__What is asked__. Change every "photograph" in the rows below to "image", leaving all other text as it is, and reproduce the rows without the pictures.
_ _ _
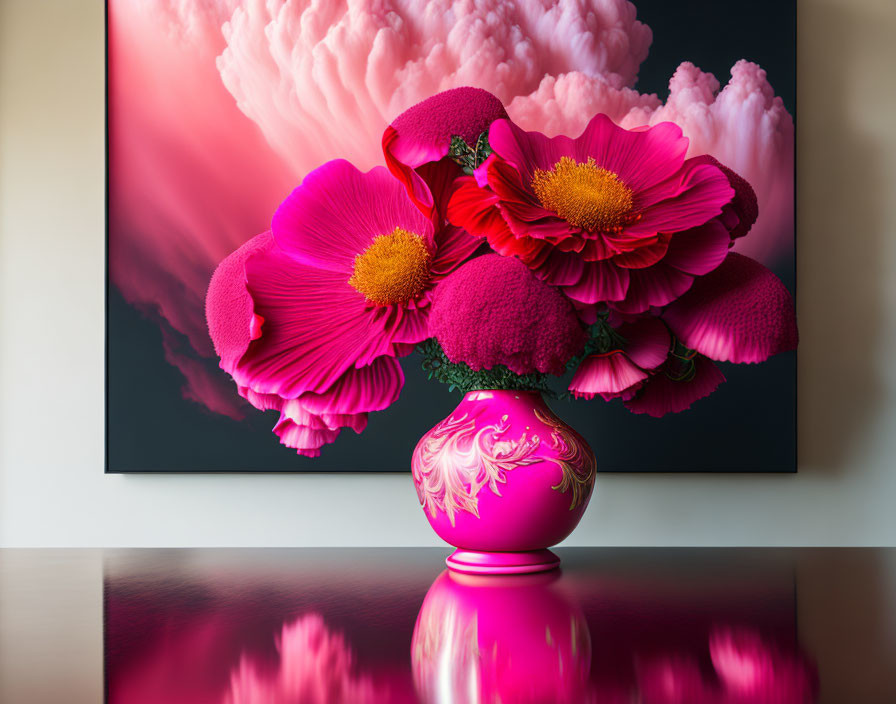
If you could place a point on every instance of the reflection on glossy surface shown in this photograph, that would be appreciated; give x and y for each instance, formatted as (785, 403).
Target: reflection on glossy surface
(348, 627)
(500, 639)
(746, 670)
(316, 667)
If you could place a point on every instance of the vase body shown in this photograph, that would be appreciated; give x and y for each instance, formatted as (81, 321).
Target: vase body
(502, 479)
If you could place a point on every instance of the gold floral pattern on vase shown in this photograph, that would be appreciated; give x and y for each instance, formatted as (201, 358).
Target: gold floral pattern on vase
(457, 458)
(575, 459)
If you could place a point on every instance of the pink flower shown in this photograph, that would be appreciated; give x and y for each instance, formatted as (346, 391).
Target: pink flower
(417, 142)
(309, 320)
(683, 379)
(642, 346)
(614, 216)
(494, 311)
(739, 312)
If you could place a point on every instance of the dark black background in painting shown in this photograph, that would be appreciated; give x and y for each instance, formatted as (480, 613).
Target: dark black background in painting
(748, 424)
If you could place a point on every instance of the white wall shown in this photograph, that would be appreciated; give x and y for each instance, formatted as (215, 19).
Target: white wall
(52, 488)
_ _ _
__Worked solution__.
If you could place a point on every instance of the reflection on glossy surface shown in this image, that would be appreciated; give x and y for each instance, formatted as (785, 403).
Target: reflection on glossy surface
(348, 627)
(500, 639)
(746, 670)
(316, 667)
If you could place a point on every instance of the vase body shown in this image, that would be appreciated; give x and y for each instance, formatted as (81, 321).
Target: vase body
(502, 479)
If you could place a point on every instance of the gold floral pattern on vase shown in this image, that would be appreciated; give x and y for each instance, formatted as (201, 358).
Target: gold floral pattern on vase
(457, 458)
(575, 459)
If you could place a point on every instance of the pink flower shown in this image, that would be appreciated; give x and y for each instance, formatted as (346, 391).
Target: pink flower
(417, 142)
(309, 320)
(683, 379)
(642, 346)
(614, 216)
(494, 311)
(739, 312)
If you could place a point on every instance of the dark black background in painting shown in this image, that would be appreciated; give x and y for each instance, formatted as (480, 613).
Target: dark black background in painting
(748, 424)
If you could place a point on every instance of the white wall shown in this image, that would be appreciated; give x and y for each instance, formatted as (215, 19).
Target: white wall
(52, 488)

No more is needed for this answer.